Exercise directions =>
The records that follow are to be transcribed in full, without their images.

Records for the exercise =>

_ _ _ _

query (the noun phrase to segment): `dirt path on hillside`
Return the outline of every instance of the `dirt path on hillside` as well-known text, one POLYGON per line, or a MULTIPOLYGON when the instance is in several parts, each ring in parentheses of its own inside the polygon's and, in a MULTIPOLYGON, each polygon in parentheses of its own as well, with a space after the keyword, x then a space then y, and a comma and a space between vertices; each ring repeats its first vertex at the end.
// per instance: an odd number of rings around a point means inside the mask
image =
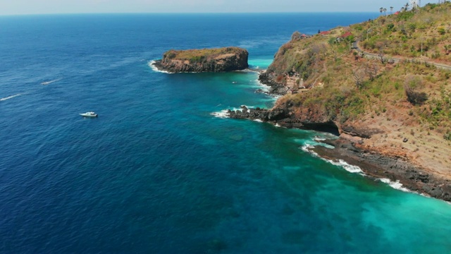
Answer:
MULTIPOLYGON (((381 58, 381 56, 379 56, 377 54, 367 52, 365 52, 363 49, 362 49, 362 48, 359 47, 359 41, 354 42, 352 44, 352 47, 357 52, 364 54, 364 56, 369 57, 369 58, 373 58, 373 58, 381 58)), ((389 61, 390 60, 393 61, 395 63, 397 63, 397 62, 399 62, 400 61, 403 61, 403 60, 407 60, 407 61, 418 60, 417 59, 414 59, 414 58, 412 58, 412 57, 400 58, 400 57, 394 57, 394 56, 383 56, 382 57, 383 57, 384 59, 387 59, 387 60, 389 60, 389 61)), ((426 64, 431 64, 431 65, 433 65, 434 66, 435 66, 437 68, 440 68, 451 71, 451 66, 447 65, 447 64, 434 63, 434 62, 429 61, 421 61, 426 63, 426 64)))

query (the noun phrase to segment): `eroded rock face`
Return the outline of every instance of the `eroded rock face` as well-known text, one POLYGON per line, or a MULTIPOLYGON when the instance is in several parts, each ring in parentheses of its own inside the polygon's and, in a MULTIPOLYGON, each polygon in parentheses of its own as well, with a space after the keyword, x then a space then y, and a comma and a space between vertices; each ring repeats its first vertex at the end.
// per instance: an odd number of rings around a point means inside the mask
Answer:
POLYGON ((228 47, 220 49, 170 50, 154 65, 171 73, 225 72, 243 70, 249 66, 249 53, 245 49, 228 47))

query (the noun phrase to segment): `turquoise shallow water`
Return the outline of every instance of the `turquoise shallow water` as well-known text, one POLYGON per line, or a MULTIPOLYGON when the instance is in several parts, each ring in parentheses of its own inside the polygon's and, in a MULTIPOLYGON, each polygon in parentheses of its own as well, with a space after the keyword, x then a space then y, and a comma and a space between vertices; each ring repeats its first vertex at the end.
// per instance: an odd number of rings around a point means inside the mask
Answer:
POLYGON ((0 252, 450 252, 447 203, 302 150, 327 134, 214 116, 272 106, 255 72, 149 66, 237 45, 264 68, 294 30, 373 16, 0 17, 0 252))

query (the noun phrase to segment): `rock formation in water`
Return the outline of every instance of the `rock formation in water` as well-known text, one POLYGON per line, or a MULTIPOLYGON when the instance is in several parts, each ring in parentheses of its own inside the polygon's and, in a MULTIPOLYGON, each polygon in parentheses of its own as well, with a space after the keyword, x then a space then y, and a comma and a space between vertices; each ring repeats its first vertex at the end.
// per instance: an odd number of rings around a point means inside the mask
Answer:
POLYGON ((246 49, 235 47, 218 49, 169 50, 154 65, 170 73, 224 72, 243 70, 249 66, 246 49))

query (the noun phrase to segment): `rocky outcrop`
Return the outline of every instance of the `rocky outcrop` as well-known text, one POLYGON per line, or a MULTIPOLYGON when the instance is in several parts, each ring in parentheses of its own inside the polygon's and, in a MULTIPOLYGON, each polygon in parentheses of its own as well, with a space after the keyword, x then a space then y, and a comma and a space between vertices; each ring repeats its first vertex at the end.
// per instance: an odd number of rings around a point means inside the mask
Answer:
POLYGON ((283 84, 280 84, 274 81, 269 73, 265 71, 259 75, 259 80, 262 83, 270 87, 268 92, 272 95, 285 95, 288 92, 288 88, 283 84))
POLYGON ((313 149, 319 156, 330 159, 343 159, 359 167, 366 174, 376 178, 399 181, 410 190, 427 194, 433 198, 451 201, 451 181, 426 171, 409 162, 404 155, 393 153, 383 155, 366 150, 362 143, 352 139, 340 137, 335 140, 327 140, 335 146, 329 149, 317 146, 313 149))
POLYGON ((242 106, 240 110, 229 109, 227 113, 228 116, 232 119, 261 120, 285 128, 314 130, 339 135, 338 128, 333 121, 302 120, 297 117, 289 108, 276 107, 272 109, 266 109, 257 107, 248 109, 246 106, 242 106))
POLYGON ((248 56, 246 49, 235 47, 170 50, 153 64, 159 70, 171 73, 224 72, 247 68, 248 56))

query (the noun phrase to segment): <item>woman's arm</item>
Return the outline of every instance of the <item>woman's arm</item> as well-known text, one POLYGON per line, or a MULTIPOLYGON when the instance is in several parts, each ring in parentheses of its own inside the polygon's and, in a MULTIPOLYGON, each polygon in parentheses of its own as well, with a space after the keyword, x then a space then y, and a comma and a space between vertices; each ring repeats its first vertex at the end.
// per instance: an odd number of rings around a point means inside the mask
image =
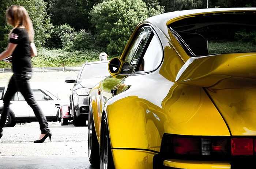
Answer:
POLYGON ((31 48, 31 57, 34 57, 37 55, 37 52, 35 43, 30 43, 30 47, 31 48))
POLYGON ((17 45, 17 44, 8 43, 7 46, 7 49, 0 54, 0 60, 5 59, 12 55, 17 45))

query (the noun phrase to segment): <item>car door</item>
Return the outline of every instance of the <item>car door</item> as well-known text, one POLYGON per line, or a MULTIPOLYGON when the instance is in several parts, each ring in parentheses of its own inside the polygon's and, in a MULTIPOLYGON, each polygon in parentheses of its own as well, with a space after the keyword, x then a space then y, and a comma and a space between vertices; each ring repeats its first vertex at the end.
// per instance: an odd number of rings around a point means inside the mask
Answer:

_ _ _ _

Worked solution =>
query (the noun phrase to segment): `dirt path on hillside`
Return the outline of every instance of the `dirt path on hillside` as well-known text, one POLYGON per line, or a MULTIPOLYGON when the instance is in several parts, each ring in parentheses of its own inside the polygon's and, in a MULTIPOLYGON, each polygon in parentheses of its own as well, with a space after the keyword, x then a space then y, and a comma and a space between vertices; each ring repeats its first vertex at the end.
// per instance: an odd number of rings around a point means inside the mask
image =
Answer:
MULTIPOLYGON (((381 58, 381 56, 379 56, 377 54, 367 52, 365 52, 363 49, 362 49, 362 48, 359 47, 359 41, 354 42, 352 44, 352 47, 357 52, 364 54, 364 56, 369 57, 369 58, 373 58, 373 58, 381 58)), ((389 61, 390 60, 393 61, 395 63, 397 63, 397 62, 399 62, 400 61, 403 61, 403 60, 407 60, 407 61, 418 60, 417 59, 414 59, 414 58, 412 58, 412 57, 400 58, 400 57, 394 57, 394 56, 383 56, 382 57, 383 57, 384 59, 387 59, 387 60, 389 60, 389 61)), ((426 64, 431 64, 431 65, 433 65, 434 66, 435 66, 437 68, 440 68, 451 71, 451 66, 447 65, 447 64, 434 63, 434 62, 429 61, 421 61, 426 63, 426 64)))

query (the noun phrase to segment): `eroded rock face`
Return the outline of every instance of the `eroded rock face` as well-known text, one POLYGON per line, or a MULTIPOLYGON when the instance is in several parts, each ring in parentheses of its own inside the polygon's and, in a MULTIPOLYGON, each polygon in parentheses of its own as well, with a space after the keyword, x then a space then y, and a comma and a space between vertices; each ring repeats its first vertex at the end.
// per instance: an odd number of rings around a point means inside the mask
Answer:
POLYGON ((228 47, 220 49, 170 50, 154 65, 171 73, 225 72, 243 70, 249 66, 249 53, 245 49, 228 47))

query (the noun phrase to segment): `turquoise shallow water`
Return the outline of every instance of the `turquoise shallow water` as well-known text, one POLYGON per line, or a MULTIPOLYGON when the instance is in several parts, each ring in parentheses of its own inside the polygon's and, in a MULTIPOLYGON, each polygon in parentheses of its own as well, with a space after the keyword, x then a space then y, and a comma and a space between vertices; each ring repeats its first vertex at the end.
// per instance: an odd number of rings around a point means inside the mask
Answer:
POLYGON ((0 252, 450 252, 447 203, 302 150, 327 134, 214 116, 272 106, 255 72, 149 66, 237 45, 264 68, 294 30, 373 16, 0 17, 0 252))

query (the noun phrase to segment): `rock formation in water`
Return the outline of every instance of the `rock formation in water` as well-known text, one POLYGON per line, or a MULTIPOLYGON when the instance is in several parts, each ring in parentheses of its own inside the polygon's and, in a MULTIPOLYGON, each polygon in parentheses of its own as well, with a space after the keyword, x then a space then y, and a comma and a space between vertices; each ring repeats its first vertex at the end.
// per instance: an odd number of rings around a point means inside the mask
Answer:
POLYGON ((246 49, 235 47, 218 49, 169 50, 154 65, 170 73, 224 72, 243 70, 249 66, 246 49))

query (the noun phrase to segment): `rocky outcrop`
Return the outline of every instance of the `rocky outcrop` as well-known text, one POLYGON per line, or a MULTIPOLYGON when the instance is in several parts, each ring in parentheses of its own inside the polygon's and, in a MULTIPOLYGON, each polygon in parentheses of its own as well, with a space after the keyword, x then a space then y, and a comma and a space between vertices; each ring repeats its first vertex at the end.
// per instance: an odd number of rings around a point means inside the mask
Answer:
POLYGON ((283 84, 280 84, 274 81, 269 73, 265 71, 259 75, 259 80, 262 83, 270 87, 268 92, 272 95, 285 95, 288 92, 288 88, 283 84))
POLYGON ((313 149, 319 156, 330 159, 343 159, 359 167, 366 174, 376 178, 399 181, 410 190, 427 194, 433 198, 451 201, 451 181, 426 171, 409 162, 404 155, 393 153, 383 155, 366 150, 362 143, 352 139, 340 137, 335 140, 327 140, 335 146, 329 149, 317 146, 313 149))
POLYGON ((242 106, 240 110, 229 109, 227 113, 228 116, 232 119, 261 120, 285 128, 314 130, 339 135, 338 128, 333 121, 302 120, 297 117, 289 108, 276 107, 272 109, 266 109, 257 107, 248 109, 246 106, 242 106))
POLYGON ((248 56, 246 49, 235 47, 170 50, 153 64, 159 70, 171 73, 224 72, 247 68, 248 56))

query (the noun phrase to segment): <item>woman's arm</item>
Return the outline of every instance of the <item>woman's arm</item> as well-known text, one POLYGON per line, or a MULTIPOLYGON when the instance is in several parts, each ring in parentheses of its own inside the polygon's and, in a MULTIPOLYGON, each polygon in parentheses of its own as well, with a space after the keyword, x then a space then y, and a comma and a space between vertices; each ring repeats its first vertex at the end.
// per instance: an odd number of rings around a point means inside the mask
image =
Answer:
POLYGON ((31 48, 31 57, 34 57, 37 55, 37 52, 35 43, 30 43, 30 47, 31 48))
POLYGON ((17 45, 17 44, 8 43, 7 46, 7 49, 0 54, 0 60, 5 59, 12 55, 17 45))

query (the noun phrase to segment): <item>car door</item>
Return the outline of every instance of the <item>car door</item> as well-known text, one POLYGON per line, or a MULTIPOLYGON when the instance is in several parts, each ring in parentheses of its own inside the polygon's and, in a MULTIPOLYGON, each polygon in parentheses of its own as well, with a space after the keyword, x then a space then y, and a comma and a space between vertices; each ring repeats its first vertex at the end.
// per instance: an odd number of rings around a point means inside the mask
Answer:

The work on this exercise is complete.